**Material provided**.

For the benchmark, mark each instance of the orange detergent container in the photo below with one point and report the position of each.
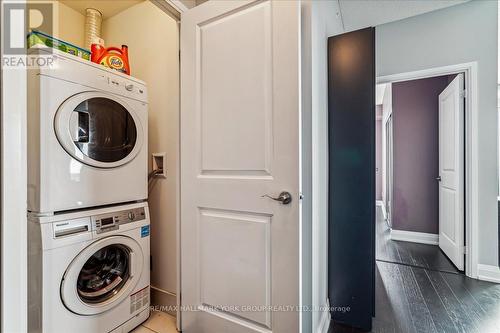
(111, 57)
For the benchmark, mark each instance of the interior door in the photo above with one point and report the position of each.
(351, 189)
(239, 149)
(451, 171)
(98, 129)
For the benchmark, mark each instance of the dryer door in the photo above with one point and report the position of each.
(99, 129)
(102, 275)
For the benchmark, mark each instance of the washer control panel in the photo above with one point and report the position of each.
(111, 221)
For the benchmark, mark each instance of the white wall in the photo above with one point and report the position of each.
(458, 34)
(325, 23)
(13, 92)
(70, 25)
(153, 40)
(386, 112)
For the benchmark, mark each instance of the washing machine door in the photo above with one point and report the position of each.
(99, 129)
(102, 275)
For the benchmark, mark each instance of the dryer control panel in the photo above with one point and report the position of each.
(111, 221)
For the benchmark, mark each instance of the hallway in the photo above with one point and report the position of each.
(422, 299)
(408, 253)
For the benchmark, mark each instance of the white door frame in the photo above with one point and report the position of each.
(471, 150)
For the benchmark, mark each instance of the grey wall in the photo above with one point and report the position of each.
(454, 35)
(324, 23)
(416, 154)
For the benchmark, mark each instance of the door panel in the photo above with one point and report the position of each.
(351, 121)
(239, 142)
(451, 171)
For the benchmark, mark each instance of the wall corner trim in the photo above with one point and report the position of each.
(415, 237)
(489, 273)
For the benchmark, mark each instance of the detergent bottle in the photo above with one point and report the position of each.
(111, 57)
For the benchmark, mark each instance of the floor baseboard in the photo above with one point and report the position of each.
(415, 237)
(488, 273)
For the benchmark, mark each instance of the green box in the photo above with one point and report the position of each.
(39, 38)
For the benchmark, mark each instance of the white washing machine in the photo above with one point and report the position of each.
(89, 270)
(87, 136)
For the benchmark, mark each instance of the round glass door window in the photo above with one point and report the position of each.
(105, 130)
(104, 274)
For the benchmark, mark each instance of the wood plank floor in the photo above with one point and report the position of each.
(412, 299)
(412, 296)
(414, 254)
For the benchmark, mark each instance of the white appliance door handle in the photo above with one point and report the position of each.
(132, 264)
(79, 132)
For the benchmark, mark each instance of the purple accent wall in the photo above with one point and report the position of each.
(378, 158)
(416, 155)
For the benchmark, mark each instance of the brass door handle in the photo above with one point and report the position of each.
(284, 197)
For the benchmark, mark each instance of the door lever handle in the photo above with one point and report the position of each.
(284, 197)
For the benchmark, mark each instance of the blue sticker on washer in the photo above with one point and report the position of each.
(145, 231)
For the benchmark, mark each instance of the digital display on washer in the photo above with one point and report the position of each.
(106, 221)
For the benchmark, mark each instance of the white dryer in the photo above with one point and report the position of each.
(87, 136)
(89, 270)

**What the task asks**. Output the entries above exactly. Drop the pictures.

**The answer**.
For the benchmark, mark each instance of the orange detergent container in the photo below with one point and report the position of each.
(111, 57)
For the benchmark, mark each instance of the interior door in the photo above with one point and report the position of each.
(351, 189)
(239, 149)
(451, 171)
(98, 129)
For the benchmark, mark each instance of the dryer door in the photo above with one point and report the position of each.
(99, 129)
(102, 275)
For the benchmark, mark each instance of the washer control panel in the photo above with one point and report the position of each.
(111, 221)
For the benchmark, mark each instance of the white wall in the photo above with one point and report the position of each.
(458, 34)
(325, 23)
(13, 92)
(70, 25)
(153, 40)
(386, 112)
For the benchmark, mark each instance of the washing machine door in the photo above with one point and report the position of each.
(99, 129)
(102, 275)
For the benchmark, mark each instance of the dryer control panel in the photo above with one point and report the position of each.
(111, 221)
For the benchmark, mark each instance of the hallway in the photo above with one point and report the position of each.
(422, 299)
(408, 253)
For the benchmark, mark each instance of the white door frame in the photo above with one point and report the position of each.
(471, 150)
For the benchmark, mark each instance of the grey wall in the photo above with one point and report the position of each.
(454, 35)
(324, 23)
(416, 154)
For the benchmark, mark each instance of the door panel in the photo above with one point and report the position of each.
(351, 121)
(239, 142)
(451, 171)
For the benchmark, mark each instance of the wall corner trim in the photo above with one point and report the position of each.
(415, 237)
(489, 273)
For the benchmark, mark each instance of the detergent bottle in the photo above with one point and report the position of each.
(111, 57)
For the benchmark, mark each instance of the floor baseboard in the photo above with one point and report the position of each.
(415, 237)
(488, 273)
For the benchmark, mark each instance of the green box in the photo above with one point and report the position of each.
(39, 38)
For the benchmark, mark each instance of the white washing machine in the photo above with one point and report the position of each.
(89, 270)
(87, 136)
For the benchmark, mark each instance of the round glass door window in the photo above with one point and report the position of each.
(105, 130)
(104, 274)
For the benchmark, mark each instance of the wood plank floor in the photo above with one point and report the position of each.
(412, 299)
(412, 296)
(414, 254)
For the benchmark, mark each instance of the white appliance door handle in the photo above with one point and report the position of each.
(132, 264)
(79, 132)
For the benchmark, mark each instance of the purple accent wall in the photo above with one point and report the position of each.
(378, 158)
(416, 155)
For the benchmark, mark each instance of the brass door handle in the photo above with one point and report the position of each.
(284, 197)
For the benchmark, mark each instance of the door lever handle in the photo above with one point and report the position of each.
(284, 197)
For the benchmark, mark each instance of the blue sticker on washer in the photo above with one point and report the position of each.
(145, 231)
For the benchmark, mark each instance of the digital display on washer in the photo above with one point and report the position of each.
(106, 221)
For the benchmark, mark each instance of the white dryer in the photo above with one point and report the position of each.
(87, 136)
(89, 270)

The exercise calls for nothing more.